Could you extract every entry below and reproduce it exactly?

——

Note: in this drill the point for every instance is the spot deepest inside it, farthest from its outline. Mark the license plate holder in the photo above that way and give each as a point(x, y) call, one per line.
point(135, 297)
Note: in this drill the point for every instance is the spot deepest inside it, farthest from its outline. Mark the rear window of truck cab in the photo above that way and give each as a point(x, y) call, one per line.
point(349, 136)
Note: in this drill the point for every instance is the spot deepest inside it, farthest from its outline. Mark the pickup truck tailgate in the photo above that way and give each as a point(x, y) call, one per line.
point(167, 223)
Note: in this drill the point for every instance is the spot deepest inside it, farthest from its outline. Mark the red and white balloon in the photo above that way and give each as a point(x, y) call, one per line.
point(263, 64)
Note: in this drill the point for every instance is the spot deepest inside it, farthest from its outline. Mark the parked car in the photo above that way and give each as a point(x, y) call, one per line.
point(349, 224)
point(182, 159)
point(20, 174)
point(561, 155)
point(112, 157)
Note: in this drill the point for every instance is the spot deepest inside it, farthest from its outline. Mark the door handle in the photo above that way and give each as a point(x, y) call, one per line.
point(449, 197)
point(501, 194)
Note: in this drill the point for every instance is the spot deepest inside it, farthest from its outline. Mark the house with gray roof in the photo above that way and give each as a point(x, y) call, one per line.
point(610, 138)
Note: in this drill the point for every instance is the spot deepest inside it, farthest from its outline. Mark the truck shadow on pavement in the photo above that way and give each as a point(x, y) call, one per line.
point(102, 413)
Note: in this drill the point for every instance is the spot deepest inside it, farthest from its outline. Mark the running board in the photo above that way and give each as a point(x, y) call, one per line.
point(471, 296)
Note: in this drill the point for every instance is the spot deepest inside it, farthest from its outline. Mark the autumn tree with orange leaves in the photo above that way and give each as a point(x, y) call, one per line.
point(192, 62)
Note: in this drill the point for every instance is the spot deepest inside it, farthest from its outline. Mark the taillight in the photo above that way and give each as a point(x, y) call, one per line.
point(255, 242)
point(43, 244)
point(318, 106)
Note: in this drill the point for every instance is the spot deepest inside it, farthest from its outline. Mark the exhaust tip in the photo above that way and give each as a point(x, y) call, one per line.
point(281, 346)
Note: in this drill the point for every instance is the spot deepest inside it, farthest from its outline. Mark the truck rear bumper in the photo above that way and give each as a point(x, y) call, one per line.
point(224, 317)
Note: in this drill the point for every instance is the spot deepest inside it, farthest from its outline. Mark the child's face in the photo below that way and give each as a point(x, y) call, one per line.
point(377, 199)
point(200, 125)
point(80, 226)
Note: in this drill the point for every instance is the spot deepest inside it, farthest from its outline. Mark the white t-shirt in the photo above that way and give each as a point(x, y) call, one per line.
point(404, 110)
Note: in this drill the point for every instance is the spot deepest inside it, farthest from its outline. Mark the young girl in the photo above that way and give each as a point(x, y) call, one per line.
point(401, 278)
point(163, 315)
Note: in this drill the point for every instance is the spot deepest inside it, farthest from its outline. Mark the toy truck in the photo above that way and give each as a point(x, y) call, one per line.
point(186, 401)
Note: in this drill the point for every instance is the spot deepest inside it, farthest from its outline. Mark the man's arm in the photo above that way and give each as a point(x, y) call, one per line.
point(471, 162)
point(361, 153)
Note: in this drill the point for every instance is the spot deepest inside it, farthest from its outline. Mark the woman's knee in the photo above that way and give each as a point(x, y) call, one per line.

——

• **RESPONSE TO THE TASK**
Note: in this drill the point for every instance is the spot deepest inside it, farthest from its outline. Mark the license plate holder in the photo above that way and give each as a point(x, y) call, one per line.
point(135, 297)
Note: in this drill the point for every instance is the spot deepest inside it, farthest from its outline. Mark the rear window of truck cab in the photo above that way and give each as a point(x, y) call, one per line.
point(349, 136)
Note: in this drill the point for every instance is the spot deepest inside it, farthest from its outline. Mark the pickup truck tailgate in the photo above that way and give each as a point(x, y) call, one per line.
point(167, 223)
Note: in this drill the point for every instance is the spot deepest inside it, farthest from its outline. Mark the red and white balloon in the photo above that way and give each as a point(x, y) call, one per line.
point(263, 64)
Note: in this drill the point for every instance is the spot deepest inside it, farthest from its outline. Mark the parked car in the photo above that way and give each as a point(x, y) call, one per line.
point(349, 224)
point(182, 159)
point(20, 174)
point(561, 155)
point(112, 157)
Note: in this drill the point for every instance is the spot deepest inside it, farthest from its outline. Mark the door handle in the photo above that way and give each as a point(x, y) call, one per line.
point(449, 197)
point(501, 194)
Note: in this drill the point for every instance is the spot deepest inside it, farthest from its outline. Mark the house with gray roof in the photo above that way and give each as a point(x, y) call, one per line.
point(610, 138)
Note: in this drill the point for every instance is the spot deepest inside it, farthest from its outline. Mark the truck shadow on pavement in the photo above that way and give each as a point(x, y) call, one per line.
point(102, 413)
Note: in this drill the point for every instance is the spot deepest inside it, farthest from its outline. Mark the running board in the photo above that way and give each as a point(x, y) call, one per line.
point(471, 296)
Note: in this drill the point for every instance is the spot deepest inside it, farthest from its outline. Mark the autumn tree with orange leaves in the photo above that way and give each as a point(x, y) call, one per line.
point(192, 62)
Note: in this drill the point for every instance is the spot deepest inside it, farthest from its outline. Mark the taillight in the photo above that way and give each as a point(x, y) call, one per line.
point(255, 242)
point(43, 244)
point(318, 106)
Note: in this drill the point for every instance is the spot deepest inside it, farthest from its outline. Mark the exhaust tip in the photo above that way and give each as a point(x, y) call, one per line.
point(281, 346)
Note: in this drill the point for every instance is the spot deepest inside it, farthest from its outline. Mark the truck rear bumper in the photo above that way and give each as a point(x, y) call, one per line.
point(224, 317)
Note: in this drill the point for every instance is the spot deepest inside it, farthest from its outline. Mark the child's face in the photo below that way and give each as a point(x, y) call, one per line.
point(377, 199)
point(200, 125)
point(80, 226)
Note: in this drill the point for every instance is the spot deepest inside it, farthest from its outline. Mark the white t-shirt in the photo above that way and give each as a point(x, y) call, one per line.
point(404, 110)
Note: in this drill the point for every instance is the spot deepest inside it, farthest from its outline. Mark the young girl in the photo above that way and give each as a point(x, y) call, one per line.
point(401, 278)
point(163, 315)
Note: in this drill the point for every instance is the spot deepest inside it, farthest from its outline. Mark the toy truck in the photo above that way and give each as a point(x, y) call, one per line.
point(186, 401)
Note: in this drill the point for every instance is the spot deepest inside it, farthest from its outline. Mark the man's arm in the photo above that way and give each as a point(x, y) call, one per line.
point(471, 162)
point(361, 153)
Note: in this drill the point for every instance is the spot deepest inside it, farthest from its outline. Mark the woman's knee in the photo above that way and give each as a point(x, y) call, one per line.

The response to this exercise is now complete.